2.2.3.2 Educational Level

According to Senel and Senel (2012:1148), higher educational levels and qualifications may well increase an employee’s professionalism and result in higher job satisfaction. Better-qualified teachers will tend to get more satisfaction from their jobs, because they are better informed and more rounded than those with low education levels. Teachers with less educational attainment and in-depth subject knowledge may often defer answering learners’ questions as they may lack the knowledge to provide immediate solutions.

2.2.3.3 Seniority

Age and seniority are complementary determinants of job satisfaction. Senel and Senel (2012:143) have argued that older people tend to exhibit more job satisfaction because, over time, they have developed a high level of work commitment and “a better person-organisation fit.” Treating seniority and ‘tenure’ as synonyms, Romero and Strom (2011:3) assert that employees with “more seniority typically has more job security” and will likely have more job satisfaction. This is supported by Michaelowa’s (2002) finding that temporary teachers have less job security and show a strong desire to move to other positions in the hope of getting permanent contracts.

THE TASKS -
**1)** Format the part of the records that opens with the line containing "Where can you see the microphone?" and closes with the line containing "<point>302,49</point>" as a numbered list, omitting any blank lines.
**2)** Continue the passage on teacher job satisfaction from the point where it stops.
The passage on teacher job satisfaction and the records that follow have no connection to each other.

RECORDS FOR THE TASK -
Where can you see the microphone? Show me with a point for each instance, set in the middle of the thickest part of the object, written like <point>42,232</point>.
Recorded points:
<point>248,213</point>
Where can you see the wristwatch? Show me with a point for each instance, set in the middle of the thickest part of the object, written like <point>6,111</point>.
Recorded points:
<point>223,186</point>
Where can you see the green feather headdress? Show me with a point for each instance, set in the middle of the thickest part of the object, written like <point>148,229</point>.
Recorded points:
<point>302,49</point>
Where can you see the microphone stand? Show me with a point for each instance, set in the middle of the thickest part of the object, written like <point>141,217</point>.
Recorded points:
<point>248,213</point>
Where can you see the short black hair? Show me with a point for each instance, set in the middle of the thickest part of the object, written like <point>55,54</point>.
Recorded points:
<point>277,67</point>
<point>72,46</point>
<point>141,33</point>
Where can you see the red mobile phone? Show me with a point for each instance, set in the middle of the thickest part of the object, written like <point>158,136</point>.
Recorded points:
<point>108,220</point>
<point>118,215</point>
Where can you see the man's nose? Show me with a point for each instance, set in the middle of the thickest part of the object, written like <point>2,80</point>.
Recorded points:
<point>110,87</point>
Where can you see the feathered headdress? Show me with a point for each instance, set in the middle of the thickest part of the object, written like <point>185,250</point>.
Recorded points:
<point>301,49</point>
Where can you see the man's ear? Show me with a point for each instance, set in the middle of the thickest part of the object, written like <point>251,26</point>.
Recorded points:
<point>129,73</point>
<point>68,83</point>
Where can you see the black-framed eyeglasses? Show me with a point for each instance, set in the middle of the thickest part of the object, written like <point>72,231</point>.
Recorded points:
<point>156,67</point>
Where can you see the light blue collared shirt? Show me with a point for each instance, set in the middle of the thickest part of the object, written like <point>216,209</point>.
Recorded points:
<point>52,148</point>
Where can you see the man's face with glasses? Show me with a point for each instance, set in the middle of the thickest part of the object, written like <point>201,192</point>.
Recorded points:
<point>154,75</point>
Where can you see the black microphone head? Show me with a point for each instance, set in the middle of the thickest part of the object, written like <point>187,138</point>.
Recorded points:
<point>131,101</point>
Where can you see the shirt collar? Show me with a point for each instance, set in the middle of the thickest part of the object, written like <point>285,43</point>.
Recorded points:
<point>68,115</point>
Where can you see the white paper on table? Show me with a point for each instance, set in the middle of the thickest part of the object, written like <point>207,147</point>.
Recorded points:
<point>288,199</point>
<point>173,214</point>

--

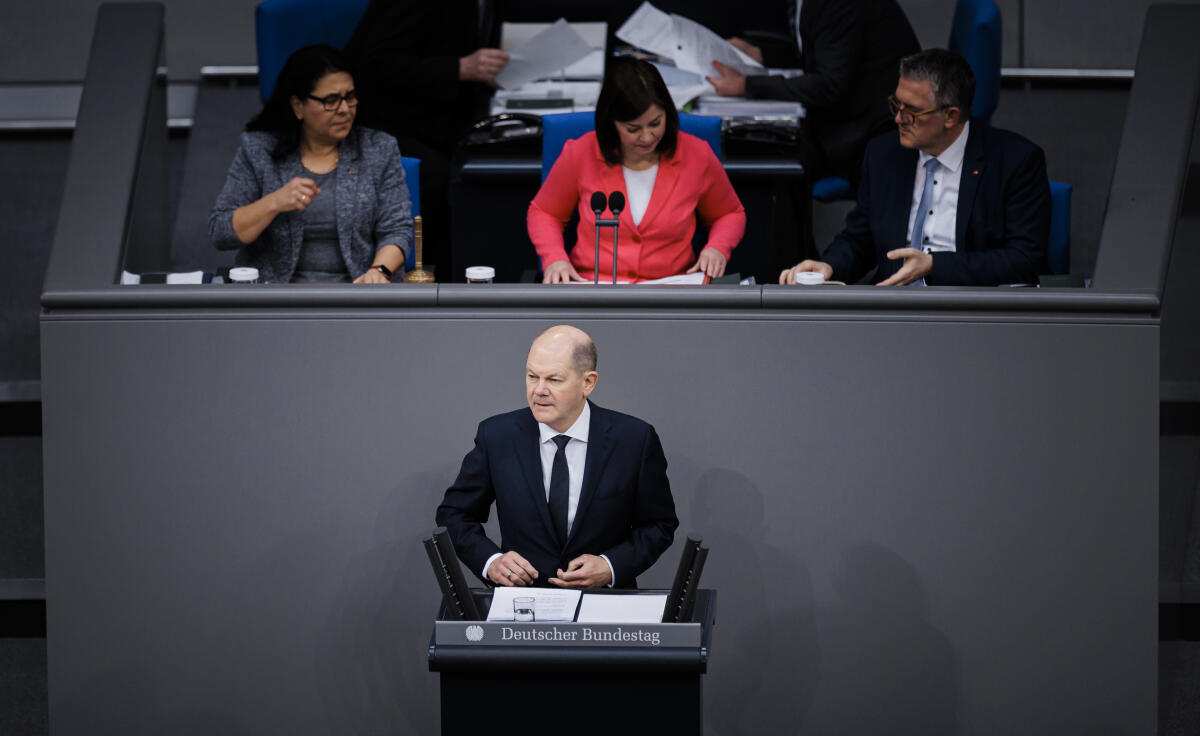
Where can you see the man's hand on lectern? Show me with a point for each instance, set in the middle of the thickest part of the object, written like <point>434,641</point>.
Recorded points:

RESULTS FOR EACH TASK -
**1)**
1. Where can you see the microphone? Show me with a point for each instance, set in the middle of the thickest part of the object, written like <point>42,232</point>.
2. Recorded points:
3. <point>248,213</point>
4. Where can you see the wristwatch? Show me with a point for each instance, set in the middle of the thickest part of the object, written like <point>6,111</point>.
5. Recorded points:
6. <point>223,186</point>
7. Where can you see the green feather headdress? Show me with a point for each instance, set in the middle of the thickest part of the object, written like <point>148,229</point>.
8. Recorded points:
9. <point>302,49</point>

**2)**
2.2.3.4 Leadership style

Managerial leadership and supervision have an important impact on the motivation, commitment, adaptability and satisfaction of employees. According to Nel, Gerber, van Dyk, Haasbroek, Schultz, Sono and Werner (2001:20), leadership style is the way in which an organisation’s management philosophy manifests itself in practice. A participative leader is inclusive when it comes to decision-making, including stakeholders, supervisors and subordinates in the process. Autocratic leaders, on the other hand, will make binding decisions without involving anybody else. Other leaders are democratic, with the majority of decisions being reached by consensus. A laissez-faire approach gives employees a high degree of licence with regard to decision-making, but holds them accountable for their decisions and actions, which serves as a source of motivation for capable employees. A delegation strategy can also be an effective motivational tool, in that it allows more people to be actively involved, making them feel valued and important, which in turn builds loyalty to the organisation (Crawshaw et al., 2014:130-132).